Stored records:
---------------

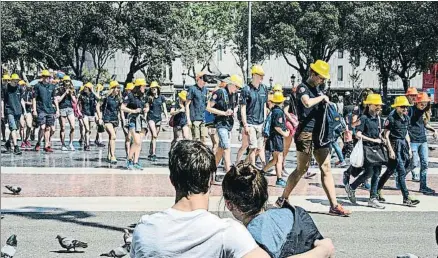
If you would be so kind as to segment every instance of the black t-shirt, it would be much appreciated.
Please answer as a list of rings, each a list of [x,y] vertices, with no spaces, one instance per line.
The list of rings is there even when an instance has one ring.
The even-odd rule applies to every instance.
[[[101,111],[104,122],[118,121],[120,104],[122,100],[118,96],[108,96],[102,100]]]
[[[59,87],[56,96],[61,97],[62,95],[64,95],[65,91],[66,89],[64,87]],[[59,109],[73,108],[72,101],[73,98],[71,94],[65,95],[65,97],[59,102]]]
[[[213,92],[211,96],[212,102],[214,102],[214,108],[220,111],[227,111],[228,109],[233,109],[232,103],[230,102],[232,96],[229,95],[228,90],[226,89],[218,89]],[[214,124],[217,129],[226,128],[231,131],[234,125],[233,116],[218,116],[214,115]]]
[[[420,110],[416,106],[409,108],[409,137],[411,138],[411,142],[427,142],[426,127],[423,118],[425,112],[426,109]]]
[[[298,121],[300,122],[298,126],[300,128],[299,131],[319,133],[320,129],[314,132],[315,122],[316,119],[318,119],[318,121],[321,120],[320,122],[322,124],[324,107],[320,102],[313,107],[306,108],[301,100],[304,95],[308,95],[310,98],[316,98],[322,95],[322,91],[319,87],[311,87],[306,82],[301,83],[297,88],[297,115]],[[321,125],[317,127],[320,128]]]
[[[249,84],[240,92],[240,105],[246,105],[246,122],[261,125],[265,121],[265,104],[268,102],[268,90],[260,84],[258,88]]]
[[[94,116],[96,114],[96,96],[93,93],[83,92],[79,96],[79,103],[81,104],[81,112],[85,116]]]
[[[269,138],[282,138],[283,136],[275,130],[275,127],[280,127],[283,131],[286,131],[286,117],[283,109],[275,105],[271,110],[271,128]]]
[[[181,109],[181,106],[179,105],[179,99],[177,99],[176,102],[173,103],[173,108],[175,110]],[[173,124],[174,126],[185,126],[187,124],[186,112],[179,112],[178,114],[174,115]]]
[[[32,112],[32,98],[33,98],[33,90],[25,89],[22,95],[24,102],[28,102],[30,104],[25,104],[26,112]]]
[[[38,83],[34,87],[34,98],[36,99],[37,112],[44,112],[46,114],[55,114],[55,107],[53,100],[55,98],[55,85],[49,83]]]
[[[389,139],[405,139],[408,133],[409,117],[403,115],[400,117],[397,112],[389,114],[385,121],[385,129],[389,130]]]
[[[141,108],[143,109],[146,105],[147,101],[146,98],[140,95],[134,95],[134,93],[129,92],[126,94],[125,98],[123,99],[123,104],[126,105],[129,109],[137,109]],[[129,114],[130,117],[137,117],[138,114]]]
[[[161,121],[161,113],[163,112],[163,103],[166,103],[166,98],[162,95],[153,97],[151,103],[149,103],[149,112],[147,115],[148,120]]]
[[[8,84],[5,87],[4,104],[5,115],[18,116],[22,114],[21,98],[23,89],[20,86],[12,86]]]
[[[356,126],[356,133],[362,132],[363,135],[369,138],[378,139],[380,138],[380,131],[383,126],[383,121],[377,116],[371,116],[370,114],[363,114],[359,120],[360,123],[358,126]],[[365,145],[377,145],[377,143],[370,142],[370,141],[364,141]]]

---------------

→ Brief: A verbatim copy of every record above is required, with all pictures omitted.

→ Solution to this exercise:
If you would be so kind as to segment every instance of the black t-shirt, it would be much appreciated.
Please answer as a list of rings, each a list of [x,y] vertices, with no spaces, one instance per line.
The list of rings is there even when an instance has one ring.
The even-odd rule applies to every instance.
[[[101,111],[104,122],[118,121],[120,104],[122,100],[118,96],[108,96],[102,100]]]
[[[59,87],[56,96],[61,97],[62,95],[64,95],[65,91],[66,89],[64,87]],[[59,109],[73,108],[72,101],[73,98],[71,94],[65,95],[65,97],[59,102]]]
[[[213,92],[211,96],[212,102],[214,102],[214,108],[220,111],[227,111],[228,109],[233,109],[232,103],[230,102],[232,96],[229,95],[228,90],[226,89],[218,89]],[[214,124],[217,129],[226,128],[231,131],[234,125],[233,116],[218,116],[214,115]]]
[[[420,110],[416,106],[409,108],[409,137],[411,138],[411,142],[427,142],[426,127],[423,118],[425,112],[426,109]]]
[[[298,121],[300,122],[298,126],[300,128],[299,131],[319,133],[320,129],[314,132],[315,122],[316,119],[318,119],[318,121],[321,120],[320,122],[322,124],[324,107],[320,102],[313,107],[306,108],[301,100],[304,95],[308,95],[310,98],[316,98],[322,95],[322,91],[319,87],[311,87],[306,82],[301,83],[297,88],[297,115]],[[321,125],[317,127],[320,128]]]
[[[249,84],[240,92],[240,105],[246,105],[246,122],[261,125],[265,121],[265,104],[268,102],[268,90],[260,84],[258,88]]]
[[[94,116],[96,114],[96,96],[93,93],[83,92],[79,96],[79,103],[81,104],[81,112],[85,116]]]
[[[269,138],[282,138],[283,136],[275,130],[275,127],[280,127],[283,131],[286,131],[286,117],[283,109],[275,105],[271,110],[271,128]]]
[[[181,109],[181,106],[179,105],[179,99],[177,99],[176,102],[173,103],[173,108],[175,110]],[[173,124],[174,126],[185,126],[187,124],[186,112],[179,112],[178,114],[174,115]]]
[[[32,112],[32,98],[33,98],[33,90],[25,89],[22,95],[24,102],[28,102],[30,104],[25,104],[26,112]]]
[[[38,83],[34,87],[34,98],[36,99],[37,112],[44,112],[46,114],[55,114],[55,107],[53,100],[55,98],[55,85],[49,83]]]
[[[389,139],[405,139],[408,133],[409,117],[403,115],[400,117],[397,112],[389,114],[385,121],[385,129],[389,130]]]
[[[141,108],[143,109],[146,105],[147,101],[146,98],[140,95],[134,95],[134,93],[129,92],[126,94],[125,98],[123,99],[123,104],[126,105],[129,109],[137,109]],[[129,114],[130,117],[137,117],[138,114]]]
[[[161,121],[161,113],[163,112],[163,103],[166,103],[166,98],[162,95],[153,97],[151,103],[149,103],[149,112],[147,115],[148,120]]]
[[[8,84],[5,87],[4,104],[5,115],[18,116],[22,114],[21,98],[23,89],[20,86],[12,86]]]
[[[356,126],[356,133],[362,132],[363,135],[369,138],[378,139],[380,138],[380,131],[383,126],[383,121],[377,116],[371,116],[370,114],[363,114],[359,120],[360,123],[358,126]],[[365,145],[377,145],[377,143],[370,142],[370,141],[364,141]]]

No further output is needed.